(Consigne A): Résumez en deux phrases le passage sur la situation en Libye.
(Consigne B): Rédigez la suite du passage sur la situation des migrants en Libye, à partir de sa dernière phrase.

(Extrait du document):
______________________________
La situation en Libye n’a pas suscité que des commentaires. Elle a été au cœur de plusieurs réunions en marge du sommet. A l’issue de l’une d’elles, où étaient notamment réunis UE, UA, ONU, il a été décidé de mettre en place un groupe d’action censé mieux lutter contre les trafiquants, accélérer les retours de migrants dits économiques vers leur pays d’origine et la réinstallation des réfugiés. Un travail mené en coordination avec les autorités de Tripoli. Le texte évoque aussi l’obligation d’assurer « des opportunités de développement et de stabilité » aux pays d’origine.

« Sur les routes de la nécessité »

En conférence de presse, Emmanuel Macron a expliqué que des migrants seront évacués « en urgence » de Libye et qu’il avait encouragé les états européens à suivre le modèle instauré par la France de sélection des réfugiés, en amont, dans les pays du Sahel avant qu’ils ne s’aventurent « sur les routes de la nécessité ».

Du côté des institutions européennes, on semblait partagé entre le soulagement et une certaine frustration. « L’esclavagisme en Libye existait avant que CNN le découvre, relevait une source à haut niveau, mais tant mieux si l’emballement soudain sur une situation que nous évoquons depuis de nombreux mois permet d’agir. »
______________________________
(Données extraites):

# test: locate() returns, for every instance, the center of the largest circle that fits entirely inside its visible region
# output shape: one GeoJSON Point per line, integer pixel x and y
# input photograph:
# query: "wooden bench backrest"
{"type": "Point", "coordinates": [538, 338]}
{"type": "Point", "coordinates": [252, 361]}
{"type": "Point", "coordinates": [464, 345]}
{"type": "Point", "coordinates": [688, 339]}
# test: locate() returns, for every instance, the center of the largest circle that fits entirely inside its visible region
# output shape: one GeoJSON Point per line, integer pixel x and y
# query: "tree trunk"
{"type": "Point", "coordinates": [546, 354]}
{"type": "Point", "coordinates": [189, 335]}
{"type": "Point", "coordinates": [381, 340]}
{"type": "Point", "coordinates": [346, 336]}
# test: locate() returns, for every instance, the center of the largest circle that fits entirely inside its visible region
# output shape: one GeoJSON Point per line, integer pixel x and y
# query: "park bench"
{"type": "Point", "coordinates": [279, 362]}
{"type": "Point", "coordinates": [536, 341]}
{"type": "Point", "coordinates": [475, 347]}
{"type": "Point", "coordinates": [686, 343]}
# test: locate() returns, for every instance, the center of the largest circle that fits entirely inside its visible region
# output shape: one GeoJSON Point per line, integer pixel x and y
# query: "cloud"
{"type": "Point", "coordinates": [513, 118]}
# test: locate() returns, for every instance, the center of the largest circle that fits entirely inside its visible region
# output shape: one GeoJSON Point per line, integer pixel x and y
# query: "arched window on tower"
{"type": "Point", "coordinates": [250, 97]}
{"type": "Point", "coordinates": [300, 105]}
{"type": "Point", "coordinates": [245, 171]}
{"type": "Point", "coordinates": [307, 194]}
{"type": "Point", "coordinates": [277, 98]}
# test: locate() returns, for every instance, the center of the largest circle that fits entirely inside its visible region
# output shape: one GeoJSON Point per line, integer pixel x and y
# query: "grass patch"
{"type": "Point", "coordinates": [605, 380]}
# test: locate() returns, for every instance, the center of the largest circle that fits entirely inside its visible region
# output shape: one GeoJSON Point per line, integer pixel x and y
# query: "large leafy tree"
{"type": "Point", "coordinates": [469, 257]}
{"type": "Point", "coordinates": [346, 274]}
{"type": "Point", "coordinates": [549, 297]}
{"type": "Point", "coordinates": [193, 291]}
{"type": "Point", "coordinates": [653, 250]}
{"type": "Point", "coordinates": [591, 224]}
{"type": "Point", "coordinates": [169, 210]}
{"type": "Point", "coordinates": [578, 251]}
______________________________
(Réponse finale A): En marge du sommet, une réunion rassemblant notamment l'UE, l'UA et l'ONU a décidé de créer, en coordination avec les autorités de Tripoli, un groupe d'action chargé de lutter contre les trafiquants, d'accélérer le retour des migrants dits économiques et de réinstaller les réfugiés. Emmanuel Macron a annoncé l'évacuation d'urgence de migrants de Libye, tandis que les institutions européennes semblaient partagées entre soulagement et frustration.

(Réponse finale B):
Se confiant à quelques journalistes mardi soir, avant l’ouverture du sommet, Federica Mogherini, la Haute Représentante de l’UE pour les affaires étrangères et la politique de sécurité, se réjouissait aussi que le monde s’agite mais relevait que des témoignages recueillis auprès de femmes, à Lampedusa (Italie), avaient révélé depuis longtemps des situations comparables à celles révélées par la chaîne américaine. Et ils n’avaient pas suscité beaucoup d’émoi.

Faire davantage

Quoi qu’il en soit, « la Libye a besoin de notre aide à tous les deux, pas d’accusations », indiquait Donald Tusk, coprésident de ce sommet. Plus généralement, le président du Conseil se disait prêt à « faire davantage » pour tenter de résoudre cette question de la migration qui, soulignait-il, « va déterminer une part importante de notre relation dans les
années à venir ».

« Faire », mais aussi payer davantage ? Un Fonds fiduciaire pour l’Afrique est actuellement alimenté à hauteur de quelque 3 milliards d’euros par la Commission mais attend encore 66 des 260 millions promis par les pays membres, clairement sous pression pour aller au-delà de cet engagement puisqu’ils se disent désireux d’agir. Un plan d’investissement – semblable dans son principe au « Plan Juncker » pour l’UE – a quant à lui été approuvé en septembre par le Parlement de Strasbourg. La Commission y consacre 4,1 milliards d’euros et lance un appel au secteur privé pour qu’il atteigne un montant jusqu’à dix fois supérieur.

Le drame de l’esclavagisme en Libye a réveillé les consciences et donné soudain un visage à cette « jeunesse africaine » auquel les dirigeants entendent assurer un avenir. Reste une question : jusqu’où ira leur réel investissement ?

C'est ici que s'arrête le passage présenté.